[Dataset entries — start]

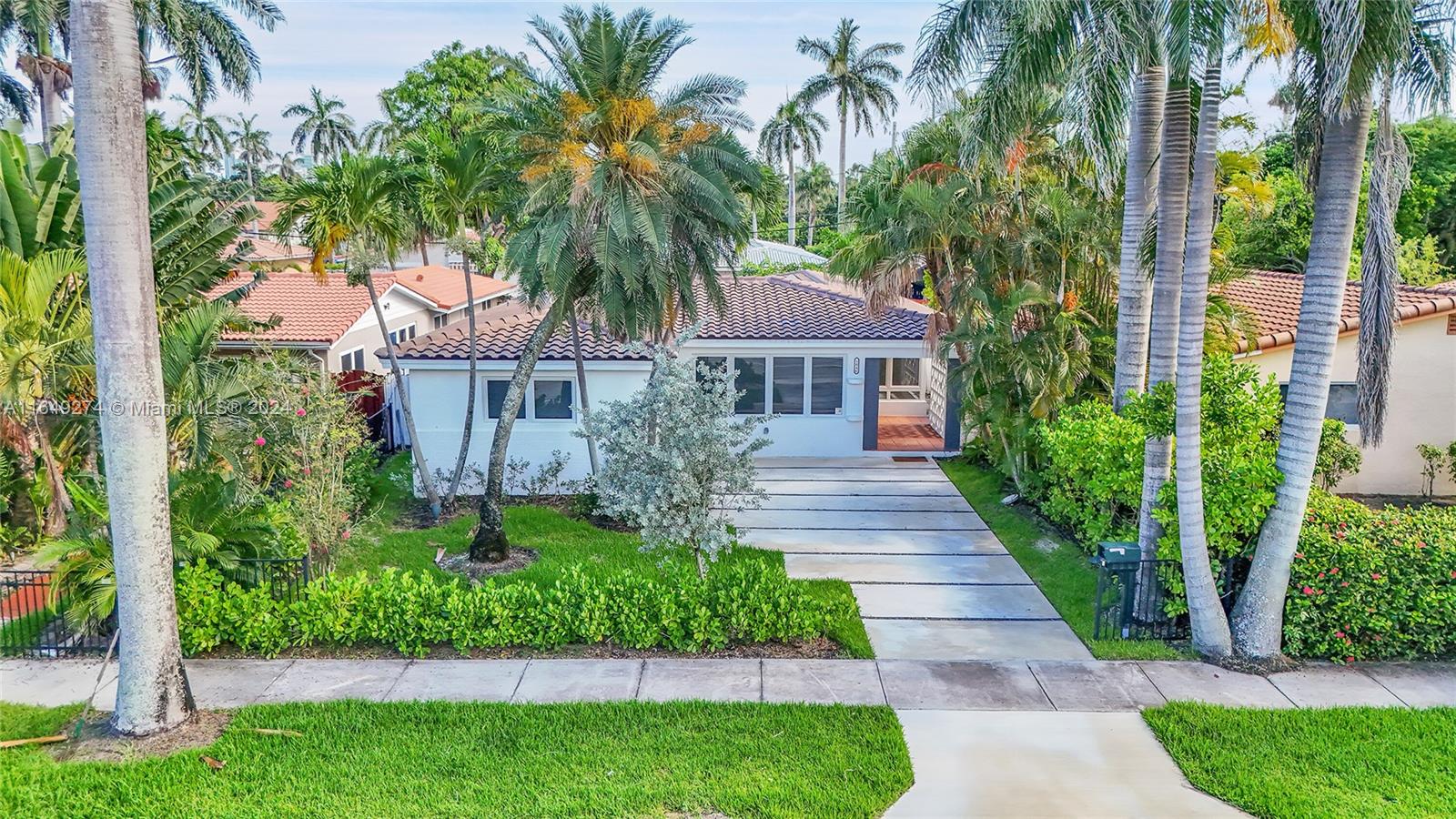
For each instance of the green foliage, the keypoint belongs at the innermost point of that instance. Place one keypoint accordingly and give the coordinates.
(1372, 584)
(746, 602)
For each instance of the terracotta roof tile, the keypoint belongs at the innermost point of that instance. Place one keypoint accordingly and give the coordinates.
(1274, 299)
(783, 307)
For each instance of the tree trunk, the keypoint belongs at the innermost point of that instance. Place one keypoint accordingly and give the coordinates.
(152, 691)
(844, 130)
(490, 542)
(1140, 187)
(415, 450)
(1259, 620)
(470, 390)
(1210, 625)
(794, 205)
(1162, 343)
(581, 388)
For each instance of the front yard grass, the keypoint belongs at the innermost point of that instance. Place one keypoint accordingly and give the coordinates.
(485, 760)
(561, 541)
(1059, 567)
(1358, 763)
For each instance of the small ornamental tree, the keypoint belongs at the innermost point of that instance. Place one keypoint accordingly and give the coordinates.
(676, 458)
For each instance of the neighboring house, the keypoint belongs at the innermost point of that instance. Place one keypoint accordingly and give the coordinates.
(1423, 372)
(839, 382)
(762, 251)
(335, 322)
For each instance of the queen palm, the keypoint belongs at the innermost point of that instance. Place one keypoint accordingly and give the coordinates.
(356, 200)
(632, 194)
(1343, 53)
(856, 79)
(794, 127)
(324, 127)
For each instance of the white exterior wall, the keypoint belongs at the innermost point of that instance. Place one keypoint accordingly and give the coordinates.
(1421, 409)
(439, 389)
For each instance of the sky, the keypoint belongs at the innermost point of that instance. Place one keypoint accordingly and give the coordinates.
(354, 48)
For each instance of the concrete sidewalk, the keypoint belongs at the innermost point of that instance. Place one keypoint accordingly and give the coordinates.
(943, 685)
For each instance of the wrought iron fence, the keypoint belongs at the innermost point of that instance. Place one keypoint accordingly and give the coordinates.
(33, 624)
(1142, 599)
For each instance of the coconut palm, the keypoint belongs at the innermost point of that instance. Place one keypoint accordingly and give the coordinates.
(858, 80)
(324, 127)
(356, 200)
(632, 194)
(251, 145)
(206, 131)
(794, 127)
(1343, 53)
(152, 693)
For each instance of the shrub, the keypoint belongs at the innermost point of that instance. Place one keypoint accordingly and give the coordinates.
(739, 603)
(1372, 584)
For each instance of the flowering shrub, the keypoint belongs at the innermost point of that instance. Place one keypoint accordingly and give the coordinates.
(747, 602)
(1372, 584)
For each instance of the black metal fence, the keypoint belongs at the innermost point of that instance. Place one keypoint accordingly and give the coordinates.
(1136, 599)
(34, 622)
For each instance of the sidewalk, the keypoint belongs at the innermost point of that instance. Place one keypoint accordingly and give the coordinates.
(906, 685)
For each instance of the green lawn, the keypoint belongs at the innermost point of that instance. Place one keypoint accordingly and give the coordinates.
(1059, 569)
(561, 541)
(1358, 763)
(485, 760)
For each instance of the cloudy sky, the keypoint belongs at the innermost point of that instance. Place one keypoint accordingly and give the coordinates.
(353, 48)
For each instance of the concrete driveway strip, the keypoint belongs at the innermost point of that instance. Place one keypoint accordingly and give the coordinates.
(1043, 763)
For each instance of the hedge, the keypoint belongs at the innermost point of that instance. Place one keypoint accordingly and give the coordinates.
(1372, 584)
(414, 612)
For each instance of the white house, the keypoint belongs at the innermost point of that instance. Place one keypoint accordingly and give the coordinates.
(804, 349)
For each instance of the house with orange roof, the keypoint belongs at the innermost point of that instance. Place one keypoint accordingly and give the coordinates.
(334, 322)
(1423, 372)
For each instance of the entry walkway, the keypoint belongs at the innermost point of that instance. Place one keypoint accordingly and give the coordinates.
(932, 581)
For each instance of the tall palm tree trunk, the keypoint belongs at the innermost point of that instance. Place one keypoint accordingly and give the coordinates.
(427, 481)
(844, 131)
(1140, 187)
(581, 388)
(490, 542)
(470, 390)
(794, 205)
(1210, 625)
(1162, 343)
(152, 691)
(1259, 618)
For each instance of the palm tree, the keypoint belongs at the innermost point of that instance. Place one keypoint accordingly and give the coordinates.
(252, 147)
(1344, 51)
(856, 79)
(207, 133)
(356, 200)
(794, 126)
(152, 693)
(633, 194)
(325, 128)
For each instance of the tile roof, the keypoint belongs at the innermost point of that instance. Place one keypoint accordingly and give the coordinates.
(308, 309)
(795, 307)
(1274, 299)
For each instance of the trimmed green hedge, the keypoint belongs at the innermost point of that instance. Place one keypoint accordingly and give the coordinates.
(1372, 584)
(414, 612)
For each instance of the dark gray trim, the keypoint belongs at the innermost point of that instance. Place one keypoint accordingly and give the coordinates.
(953, 404)
(871, 404)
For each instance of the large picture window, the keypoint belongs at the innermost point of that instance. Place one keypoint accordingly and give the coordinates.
(552, 398)
(788, 385)
(750, 383)
(827, 385)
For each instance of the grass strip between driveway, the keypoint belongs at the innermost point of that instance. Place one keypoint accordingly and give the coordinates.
(485, 760)
(1317, 763)
(1056, 566)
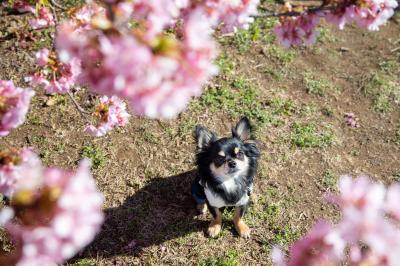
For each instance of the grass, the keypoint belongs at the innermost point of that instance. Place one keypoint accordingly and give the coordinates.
(225, 64)
(237, 97)
(284, 235)
(384, 86)
(229, 259)
(328, 181)
(308, 136)
(315, 86)
(280, 55)
(95, 154)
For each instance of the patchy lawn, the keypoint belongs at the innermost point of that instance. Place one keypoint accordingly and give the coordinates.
(296, 98)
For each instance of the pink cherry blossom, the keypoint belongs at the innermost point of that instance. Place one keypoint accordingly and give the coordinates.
(111, 113)
(18, 169)
(321, 246)
(364, 228)
(42, 57)
(14, 104)
(231, 14)
(158, 78)
(292, 31)
(44, 19)
(23, 7)
(68, 220)
(156, 15)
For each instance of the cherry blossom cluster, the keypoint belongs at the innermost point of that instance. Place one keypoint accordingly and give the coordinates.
(14, 104)
(52, 213)
(368, 229)
(158, 75)
(53, 75)
(43, 16)
(14, 166)
(368, 14)
(232, 15)
(110, 113)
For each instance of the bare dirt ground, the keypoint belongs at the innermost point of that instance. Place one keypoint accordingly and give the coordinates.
(296, 99)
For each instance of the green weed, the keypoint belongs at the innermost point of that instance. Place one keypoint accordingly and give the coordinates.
(308, 136)
(95, 154)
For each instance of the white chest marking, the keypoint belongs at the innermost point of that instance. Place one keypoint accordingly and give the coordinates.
(216, 201)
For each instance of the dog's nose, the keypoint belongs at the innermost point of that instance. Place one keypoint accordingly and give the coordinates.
(231, 164)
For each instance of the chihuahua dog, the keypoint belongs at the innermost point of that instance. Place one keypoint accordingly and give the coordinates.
(226, 169)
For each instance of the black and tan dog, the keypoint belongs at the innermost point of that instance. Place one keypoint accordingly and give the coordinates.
(226, 169)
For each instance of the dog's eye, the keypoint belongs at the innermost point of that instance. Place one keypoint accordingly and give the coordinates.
(220, 159)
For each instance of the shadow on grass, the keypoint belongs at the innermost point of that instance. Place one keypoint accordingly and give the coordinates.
(162, 210)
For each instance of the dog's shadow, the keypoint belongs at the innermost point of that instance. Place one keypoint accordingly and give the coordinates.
(162, 210)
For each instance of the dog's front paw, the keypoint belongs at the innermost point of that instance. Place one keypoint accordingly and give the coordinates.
(201, 208)
(213, 230)
(243, 230)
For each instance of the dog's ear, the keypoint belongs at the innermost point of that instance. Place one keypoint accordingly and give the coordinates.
(252, 150)
(242, 129)
(203, 137)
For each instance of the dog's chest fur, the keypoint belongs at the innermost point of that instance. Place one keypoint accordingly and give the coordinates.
(229, 193)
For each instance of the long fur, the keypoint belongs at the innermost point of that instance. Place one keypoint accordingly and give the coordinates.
(208, 147)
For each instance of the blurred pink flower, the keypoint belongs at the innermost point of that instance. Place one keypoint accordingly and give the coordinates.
(111, 113)
(42, 57)
(58, 220)
(23, 7)
(54, 76)
(44, 19)
(364, 227)
(292, 31)
(18, 169)
(392, 204)
(322, 246)
(368, 14)
(158, 78)
(232, 15)
(14, 104)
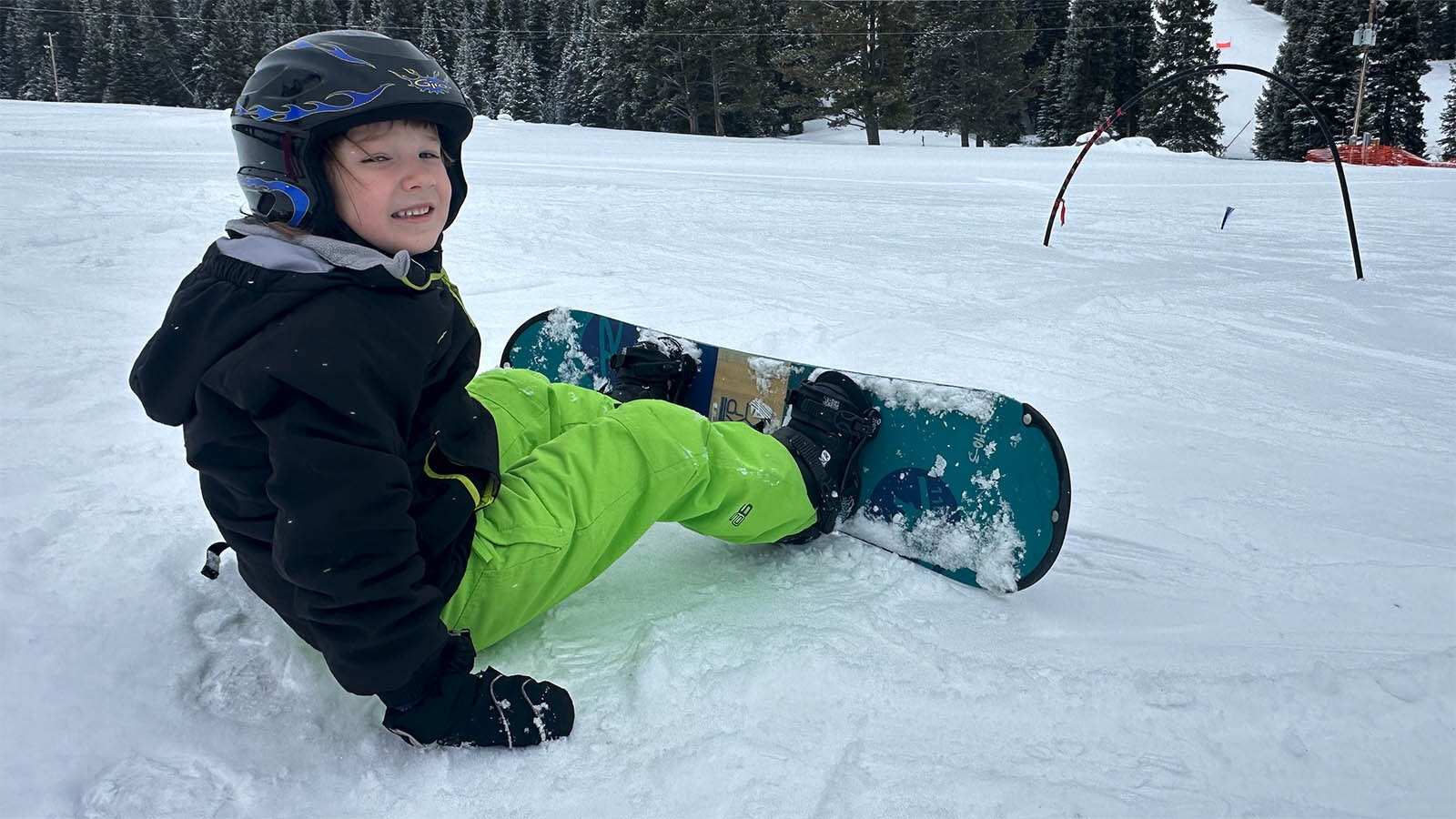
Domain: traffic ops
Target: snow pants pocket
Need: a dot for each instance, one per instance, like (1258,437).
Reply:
(582,479)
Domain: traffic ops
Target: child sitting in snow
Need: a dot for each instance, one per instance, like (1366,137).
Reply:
(398,511)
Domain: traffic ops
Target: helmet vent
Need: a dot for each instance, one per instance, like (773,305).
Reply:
(298,85)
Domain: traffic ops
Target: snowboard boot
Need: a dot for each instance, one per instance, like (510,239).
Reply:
(652,368)
(830,420)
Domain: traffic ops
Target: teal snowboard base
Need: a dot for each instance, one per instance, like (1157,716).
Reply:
(967,482)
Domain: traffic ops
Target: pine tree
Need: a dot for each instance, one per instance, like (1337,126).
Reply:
(1278,108)
(470,76)
(1184,116)
(674,67)
(1052,118)
(1330,72)
(516,84)
(1449,121)
(1439,18)
(229,53)
(855,56)
(1104,62)
(1394,106)
(1048,21)
(968,73)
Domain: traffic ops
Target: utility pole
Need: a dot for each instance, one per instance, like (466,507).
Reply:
(1365,35)
(56,79)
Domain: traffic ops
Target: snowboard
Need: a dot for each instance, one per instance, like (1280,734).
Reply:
(963,481)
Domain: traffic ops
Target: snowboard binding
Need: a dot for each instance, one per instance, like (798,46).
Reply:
(652,368)
(830,420)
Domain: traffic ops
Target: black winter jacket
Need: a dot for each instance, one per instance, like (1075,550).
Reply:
(320,392)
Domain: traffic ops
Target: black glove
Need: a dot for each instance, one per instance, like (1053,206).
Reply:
(484,709)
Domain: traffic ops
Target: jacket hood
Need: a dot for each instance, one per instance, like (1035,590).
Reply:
(245,281)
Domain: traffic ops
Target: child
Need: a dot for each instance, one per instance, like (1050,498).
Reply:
(398,511)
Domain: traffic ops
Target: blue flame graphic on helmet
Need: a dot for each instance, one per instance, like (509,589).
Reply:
(290,113)
(296,196)
(429,84)
(331,50)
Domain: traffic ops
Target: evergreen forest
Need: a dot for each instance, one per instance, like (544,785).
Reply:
(994,72)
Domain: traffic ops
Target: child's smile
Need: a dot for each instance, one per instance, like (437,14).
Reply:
(390,186)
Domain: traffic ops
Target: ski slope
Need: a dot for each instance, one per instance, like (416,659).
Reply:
(1254,612)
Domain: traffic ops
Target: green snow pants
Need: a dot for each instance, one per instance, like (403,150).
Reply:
(582,479)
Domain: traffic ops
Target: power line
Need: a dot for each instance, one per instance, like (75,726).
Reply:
(568,33)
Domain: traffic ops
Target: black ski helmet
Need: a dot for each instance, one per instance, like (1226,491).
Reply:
(305,94)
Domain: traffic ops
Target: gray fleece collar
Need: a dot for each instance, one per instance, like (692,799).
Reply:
(306,252)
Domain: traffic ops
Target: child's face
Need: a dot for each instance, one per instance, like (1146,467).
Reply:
(390,184)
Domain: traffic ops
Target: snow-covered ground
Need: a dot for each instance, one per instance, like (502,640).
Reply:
(1254,612)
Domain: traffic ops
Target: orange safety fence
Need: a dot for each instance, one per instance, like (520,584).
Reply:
(1375,153)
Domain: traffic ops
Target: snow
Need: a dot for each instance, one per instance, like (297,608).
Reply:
(1254,611)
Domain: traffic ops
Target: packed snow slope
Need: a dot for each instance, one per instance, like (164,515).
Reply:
(1254,612)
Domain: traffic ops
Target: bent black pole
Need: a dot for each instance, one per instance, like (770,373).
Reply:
(1320,120)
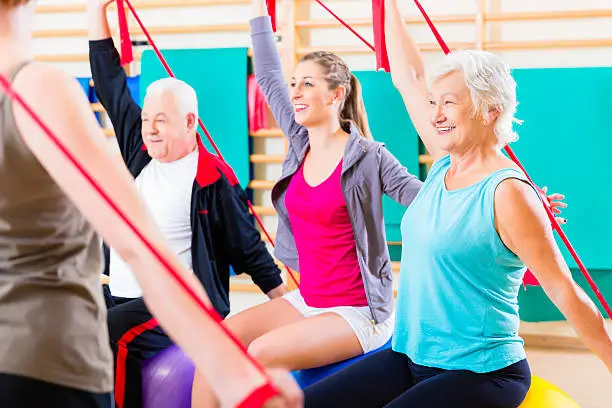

[Dataset entries — finish]

# [The problem]
Among the records, find every line with the word "child" and copy it.

# [Written reply]
Target: child sitting in snow
Target: child
Target: child's smile
Target: child's face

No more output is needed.